Extracted text Start Marker

Life in these Siouan-speaking villages was an endless search for
xo’pini,
a supernatural essence or life force that lay at the heart of success and renown. Some anthropologists have translated xo’pini as “power,” but it reminds us more of the magical, electric life force that the ancient Polynesians called
mana.
Xo’pini could be acquired either from a supernatural being or from a person of renown.

According to the age-old principle of reciprocity, one could not acquire xo’pini without paying a price. Often the price was self-inflicted suffering, such as the cutting off of the final joint of one’s own finger or the suspension of oneself by skewers through the flesh. Suffering could lead to visions in which a spirit or sacred animal revealed one’s destiny.

The man or woman who received a vision put together a sacred bundle, a tightly wrapped collection of objects associated with the supernatural encounter. Some bundles remained personal; a warrior, for example, might take his bundle along on a raid in hopes that its xo’pini would protect him. A bundle kept around so long that its origins were lost, however, became a clan or tribal bundle, one whose life force was all the greater because it went back to mythical time. The clan created a story about its origins, sang songs to it, and performed rituals over it. Some bundles were curated by clan elders for generations, making them the Plains equivalent of the fetishes curated by the Hopi.

Extracted text End Marker

What you are asked to do:
From the passage on xo’pini, copy the part that opens with the words containing "Life in these" and closes with "revealed one’s destiny.". The rows have no connection to the passage on xo’pini.

Extracted entries Start Marker

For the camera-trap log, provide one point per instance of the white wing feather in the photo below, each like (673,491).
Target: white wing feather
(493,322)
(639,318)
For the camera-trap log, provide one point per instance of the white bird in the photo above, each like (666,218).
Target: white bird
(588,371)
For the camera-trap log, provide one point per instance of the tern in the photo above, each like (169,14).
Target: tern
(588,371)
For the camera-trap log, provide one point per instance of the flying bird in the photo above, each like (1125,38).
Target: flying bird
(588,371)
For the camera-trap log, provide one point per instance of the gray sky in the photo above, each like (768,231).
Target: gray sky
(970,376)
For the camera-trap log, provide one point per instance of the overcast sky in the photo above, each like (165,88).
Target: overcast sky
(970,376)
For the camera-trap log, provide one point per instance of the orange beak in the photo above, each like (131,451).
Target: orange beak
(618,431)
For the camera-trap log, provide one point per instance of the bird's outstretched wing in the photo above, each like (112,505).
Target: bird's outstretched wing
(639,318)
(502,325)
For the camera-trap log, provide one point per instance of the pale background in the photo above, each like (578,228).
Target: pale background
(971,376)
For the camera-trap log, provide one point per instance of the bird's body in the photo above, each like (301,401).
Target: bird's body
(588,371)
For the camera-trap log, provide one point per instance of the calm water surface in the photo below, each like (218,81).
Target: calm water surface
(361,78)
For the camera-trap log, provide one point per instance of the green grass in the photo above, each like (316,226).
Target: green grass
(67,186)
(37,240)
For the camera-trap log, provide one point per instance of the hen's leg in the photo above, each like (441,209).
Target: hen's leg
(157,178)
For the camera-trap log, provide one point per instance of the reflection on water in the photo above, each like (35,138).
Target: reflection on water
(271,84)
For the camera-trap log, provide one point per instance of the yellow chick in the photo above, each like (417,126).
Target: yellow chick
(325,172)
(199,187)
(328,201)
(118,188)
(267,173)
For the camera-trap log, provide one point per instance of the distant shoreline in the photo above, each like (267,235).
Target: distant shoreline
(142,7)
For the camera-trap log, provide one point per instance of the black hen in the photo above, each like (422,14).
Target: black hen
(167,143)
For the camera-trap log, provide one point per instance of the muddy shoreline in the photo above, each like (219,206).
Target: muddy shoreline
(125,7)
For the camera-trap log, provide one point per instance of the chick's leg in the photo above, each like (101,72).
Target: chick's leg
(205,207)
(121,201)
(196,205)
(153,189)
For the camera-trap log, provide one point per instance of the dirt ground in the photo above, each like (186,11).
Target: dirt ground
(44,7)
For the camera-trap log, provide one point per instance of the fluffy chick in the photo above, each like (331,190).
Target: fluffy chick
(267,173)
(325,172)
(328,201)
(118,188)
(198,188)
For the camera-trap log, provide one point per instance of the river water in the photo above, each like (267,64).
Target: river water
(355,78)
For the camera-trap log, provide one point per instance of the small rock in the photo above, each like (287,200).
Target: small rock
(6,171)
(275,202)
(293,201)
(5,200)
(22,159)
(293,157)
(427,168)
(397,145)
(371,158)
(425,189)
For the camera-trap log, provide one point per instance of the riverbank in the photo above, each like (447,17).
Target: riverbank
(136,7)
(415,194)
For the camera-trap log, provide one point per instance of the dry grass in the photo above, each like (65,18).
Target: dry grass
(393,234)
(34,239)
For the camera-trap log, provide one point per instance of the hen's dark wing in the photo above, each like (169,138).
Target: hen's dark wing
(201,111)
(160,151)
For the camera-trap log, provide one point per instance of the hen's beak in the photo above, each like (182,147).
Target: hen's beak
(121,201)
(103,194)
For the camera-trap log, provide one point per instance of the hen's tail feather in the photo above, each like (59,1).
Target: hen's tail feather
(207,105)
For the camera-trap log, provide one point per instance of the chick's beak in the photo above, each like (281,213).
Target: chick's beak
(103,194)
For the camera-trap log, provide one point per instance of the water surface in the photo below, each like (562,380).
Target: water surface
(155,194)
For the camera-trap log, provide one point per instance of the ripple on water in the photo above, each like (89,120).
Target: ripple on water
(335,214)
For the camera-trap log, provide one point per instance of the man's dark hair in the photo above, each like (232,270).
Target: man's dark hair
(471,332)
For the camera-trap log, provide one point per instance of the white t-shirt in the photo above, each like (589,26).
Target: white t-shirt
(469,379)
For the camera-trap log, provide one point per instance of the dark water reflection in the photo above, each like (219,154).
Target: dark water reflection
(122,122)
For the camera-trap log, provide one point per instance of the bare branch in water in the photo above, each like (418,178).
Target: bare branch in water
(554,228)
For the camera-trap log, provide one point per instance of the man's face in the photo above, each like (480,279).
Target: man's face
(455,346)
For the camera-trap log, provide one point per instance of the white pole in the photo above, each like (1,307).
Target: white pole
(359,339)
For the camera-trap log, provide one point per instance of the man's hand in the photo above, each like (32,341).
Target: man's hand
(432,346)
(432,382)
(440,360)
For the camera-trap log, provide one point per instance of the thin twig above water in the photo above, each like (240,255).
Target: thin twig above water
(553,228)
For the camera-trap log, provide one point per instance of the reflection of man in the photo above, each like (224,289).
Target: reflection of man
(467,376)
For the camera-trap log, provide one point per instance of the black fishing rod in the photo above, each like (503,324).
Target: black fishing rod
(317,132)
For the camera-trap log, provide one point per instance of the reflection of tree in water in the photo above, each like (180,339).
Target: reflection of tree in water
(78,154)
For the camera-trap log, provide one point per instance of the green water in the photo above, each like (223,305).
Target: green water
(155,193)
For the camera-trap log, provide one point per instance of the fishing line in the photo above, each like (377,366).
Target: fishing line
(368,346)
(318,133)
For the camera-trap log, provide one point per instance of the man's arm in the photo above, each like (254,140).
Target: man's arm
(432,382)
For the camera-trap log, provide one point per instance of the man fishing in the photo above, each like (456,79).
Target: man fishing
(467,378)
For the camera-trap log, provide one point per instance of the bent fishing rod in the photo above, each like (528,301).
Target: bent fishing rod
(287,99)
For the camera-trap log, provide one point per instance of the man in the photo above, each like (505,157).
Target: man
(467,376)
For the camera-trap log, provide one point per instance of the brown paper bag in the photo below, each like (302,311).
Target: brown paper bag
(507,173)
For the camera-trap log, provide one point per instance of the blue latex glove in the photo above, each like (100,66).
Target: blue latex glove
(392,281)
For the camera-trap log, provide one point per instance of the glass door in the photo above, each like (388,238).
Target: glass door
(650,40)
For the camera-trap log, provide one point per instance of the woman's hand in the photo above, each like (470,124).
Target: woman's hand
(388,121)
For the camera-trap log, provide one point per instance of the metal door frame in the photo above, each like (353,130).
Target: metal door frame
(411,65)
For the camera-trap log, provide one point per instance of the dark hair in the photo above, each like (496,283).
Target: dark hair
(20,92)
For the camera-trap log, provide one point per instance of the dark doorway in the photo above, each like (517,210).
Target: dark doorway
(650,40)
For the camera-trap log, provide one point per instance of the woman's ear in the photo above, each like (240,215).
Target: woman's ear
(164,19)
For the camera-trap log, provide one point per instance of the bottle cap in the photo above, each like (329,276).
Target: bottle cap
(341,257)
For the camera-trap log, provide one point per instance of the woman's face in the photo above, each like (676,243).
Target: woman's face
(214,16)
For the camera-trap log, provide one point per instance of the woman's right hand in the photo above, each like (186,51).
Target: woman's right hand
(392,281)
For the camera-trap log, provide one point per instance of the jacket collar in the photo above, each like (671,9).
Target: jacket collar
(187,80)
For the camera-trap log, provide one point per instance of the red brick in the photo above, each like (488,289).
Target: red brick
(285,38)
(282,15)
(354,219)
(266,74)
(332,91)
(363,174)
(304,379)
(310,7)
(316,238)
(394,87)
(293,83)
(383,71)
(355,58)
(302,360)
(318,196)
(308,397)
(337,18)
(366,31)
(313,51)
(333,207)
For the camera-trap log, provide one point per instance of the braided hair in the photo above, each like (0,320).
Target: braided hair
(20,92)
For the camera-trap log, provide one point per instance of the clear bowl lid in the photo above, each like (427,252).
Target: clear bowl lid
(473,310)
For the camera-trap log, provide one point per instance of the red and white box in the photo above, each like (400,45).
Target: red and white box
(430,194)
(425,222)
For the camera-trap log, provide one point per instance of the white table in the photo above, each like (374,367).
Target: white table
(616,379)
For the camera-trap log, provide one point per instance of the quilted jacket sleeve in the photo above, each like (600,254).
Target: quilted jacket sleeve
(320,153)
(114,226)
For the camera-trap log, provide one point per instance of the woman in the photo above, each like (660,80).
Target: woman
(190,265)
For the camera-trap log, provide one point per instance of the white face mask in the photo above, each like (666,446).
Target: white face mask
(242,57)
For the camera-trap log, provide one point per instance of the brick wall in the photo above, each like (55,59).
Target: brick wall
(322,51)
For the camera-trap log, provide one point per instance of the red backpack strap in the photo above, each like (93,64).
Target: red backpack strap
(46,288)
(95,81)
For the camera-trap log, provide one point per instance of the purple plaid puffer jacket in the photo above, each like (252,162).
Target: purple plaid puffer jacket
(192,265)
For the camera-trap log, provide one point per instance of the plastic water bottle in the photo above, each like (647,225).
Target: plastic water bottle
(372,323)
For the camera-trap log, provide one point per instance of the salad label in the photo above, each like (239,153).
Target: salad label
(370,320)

Extracted entries End Marker

Output of the task:
Life in these Siouan-speaking villages was an endless search for
xo’pini,
a supernatural essence or life force that lay at the heart of success and renown. Some anthropologists have translated xo’pini as “power,” but it reminds us more of the magical, electric life force that the ancient Polynesians called
mana.
Xo’pini could be acquired either from a supernatural being or from a person of renown.

According to the age-old principle of reciprocity, one could not acquire xo’pini without paying a price. Often the price was self-inflicted suffering, such as the cutting off of the final joint of one’s own finger or the suspension of oneself by skewers through the flesh. Suffering could lead to visions in which a spirit or sacred animal revealed one’s destiny.